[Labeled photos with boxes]
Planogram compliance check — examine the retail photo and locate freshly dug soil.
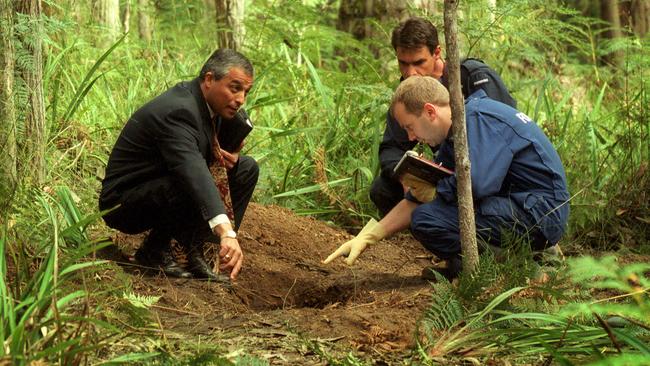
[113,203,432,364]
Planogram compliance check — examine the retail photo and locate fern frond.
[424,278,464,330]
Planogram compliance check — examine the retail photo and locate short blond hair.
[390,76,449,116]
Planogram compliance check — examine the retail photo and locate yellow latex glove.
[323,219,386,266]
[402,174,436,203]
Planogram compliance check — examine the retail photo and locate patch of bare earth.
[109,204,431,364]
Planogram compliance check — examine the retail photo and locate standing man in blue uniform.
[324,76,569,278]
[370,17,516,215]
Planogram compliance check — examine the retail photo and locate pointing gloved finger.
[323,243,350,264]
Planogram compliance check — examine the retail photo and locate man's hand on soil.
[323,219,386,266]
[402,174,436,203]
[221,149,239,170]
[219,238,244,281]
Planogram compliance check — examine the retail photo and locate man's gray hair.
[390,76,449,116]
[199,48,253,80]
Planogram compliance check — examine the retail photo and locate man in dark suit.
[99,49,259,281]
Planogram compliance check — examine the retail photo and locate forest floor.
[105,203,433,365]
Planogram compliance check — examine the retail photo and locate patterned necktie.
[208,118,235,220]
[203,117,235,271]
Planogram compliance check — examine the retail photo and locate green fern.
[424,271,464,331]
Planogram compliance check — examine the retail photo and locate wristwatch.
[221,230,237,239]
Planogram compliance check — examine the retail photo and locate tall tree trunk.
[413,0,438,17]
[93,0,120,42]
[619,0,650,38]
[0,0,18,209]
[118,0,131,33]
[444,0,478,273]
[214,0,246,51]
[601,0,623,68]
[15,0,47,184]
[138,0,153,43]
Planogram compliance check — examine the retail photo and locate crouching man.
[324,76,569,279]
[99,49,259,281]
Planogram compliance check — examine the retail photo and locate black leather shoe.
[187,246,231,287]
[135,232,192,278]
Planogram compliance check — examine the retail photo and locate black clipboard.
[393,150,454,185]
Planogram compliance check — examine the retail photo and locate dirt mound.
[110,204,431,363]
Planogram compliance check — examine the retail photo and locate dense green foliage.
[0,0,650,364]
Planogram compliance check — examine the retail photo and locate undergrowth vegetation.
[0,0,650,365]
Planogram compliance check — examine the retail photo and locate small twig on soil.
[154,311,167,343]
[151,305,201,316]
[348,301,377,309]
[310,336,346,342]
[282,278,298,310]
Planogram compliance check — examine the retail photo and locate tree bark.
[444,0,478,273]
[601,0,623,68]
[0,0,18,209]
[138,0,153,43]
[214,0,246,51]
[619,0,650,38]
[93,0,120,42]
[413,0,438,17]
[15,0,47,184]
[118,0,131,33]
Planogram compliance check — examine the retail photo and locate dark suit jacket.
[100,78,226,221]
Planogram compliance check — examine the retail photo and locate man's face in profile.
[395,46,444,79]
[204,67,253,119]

YOUR GOAL:
Please recast all the records above as a two-column CSV with the headers request and boxes, one row per request, putting its text and its answer each in a single quoted field with line breaks replaced by spaces. Leave the pictures out.

FINISHED ANSWER:
request,boxes
"Planogram compliance check — examine the retail photo and locate freshly dug soil.","[113,203,432,364]"
"Planogram compliance check — examine the retail photo and locate fern frond.","[424,278,464,330]"
"Planogram compliance check — examine the retail photo and locate short blond hair.","[390,76,449,116]"
"Planogram compliance check — examine the retail photo and locate yellow latex glove.","[323,219,386,266] [402,174,436,203]"
"Planogram compliance check — examine the retail photo and locate patch of bare earth.","[109,204,431,364]"
"Planogram compliance check — examine the retail photo and locate standing man in blue uniform.","[324,76,569,278] [370,17,516,215]"
"Planogram compliance check — examine the retail photo and locate pointing gloved finger.","[323,243,350,264]"
"Planogram compliance check — examine the retail photo and locate man's hand on soil.","[323,219,386,266] [402,174,436,203] [221,149,239,170] [219,238,244,281]"
"Planogram compliance check — examine the retail photo and locate man's gray hair.","[390,76,449,116] [199,48,253,80]"
"Planogram compliance check — examine the retail photo and locate man in dark suit.","[99,49,259,281]"
"Planogram compliance check — examine the retail photo and locate forest floor.","[105,203,433,365]"
"Planogram compliance check — examine the retail photo and locate patterned necktie.","[208,118,235,220] [203,117,235,271]"
"Planogram compliance check — examine the retail photo and locate green fern.","[424,271,464,331]"
"Planogram compliance check — examine the retail photo and locate wristwatch.","[221,230,237,239]"
"Planogram compliance check — examine the retail photo and locate tall tree trunk.","[413,0,438,17] [93,0,120,42] [619,0,650,38] [0,0,18,209] [118,0,131,33] [444,0,478,273] [214,0,246,51] [601,0,623,68] [15,0,47,184] [138,0,153,43]"
"Planogram compliance check — examine the retail photo and locate crouching man.","[324,76,569,279] [99,49,259,281]"
"Planogram compliance check — examine the retail photo and locate black leather shoe.","[187,246,231,287] [135,232,192,278]"
"Planogram compliance check — examine the retail photo and locate black clipboard.","[393,150,454,185]"
"Planogram compliance check — examine the retail photo and locate dirt mound.","[110,204,431,363]"
"Planogram compliance check — examine the retail photo and locate dense green foliage.","[0,0,650,364]"
"Planogram compliance check — examine the retail photo and locate undergrowth vegetation.","[0,0,650,365]"
"Planogram compliance check — examine the retail photo and locate small twig on soil.","[154,311,167,343] [151,305,201,316] [348,301,377,309] [310,336,346,342] [282,278,298,310]"
"Planogram compliance check — examine the retail photo and locate tree bark.","[444,0,478,273] [601,0,623,68] [0,0,18,209] [138,0,153,43] [214,0,246,51] [619,0,650,38] [93,0,120,42] [413,0,438,17] [15,0,47,184] [118,0,131,33]"
"Planogram compliance check — examine the retail photo and locate dark suit jacket.","[100,78,226,221]"
"Planogram compliance check — examine the retail photo and locate man's face in profile.","[395,46,444,79] [204,67,253,119]"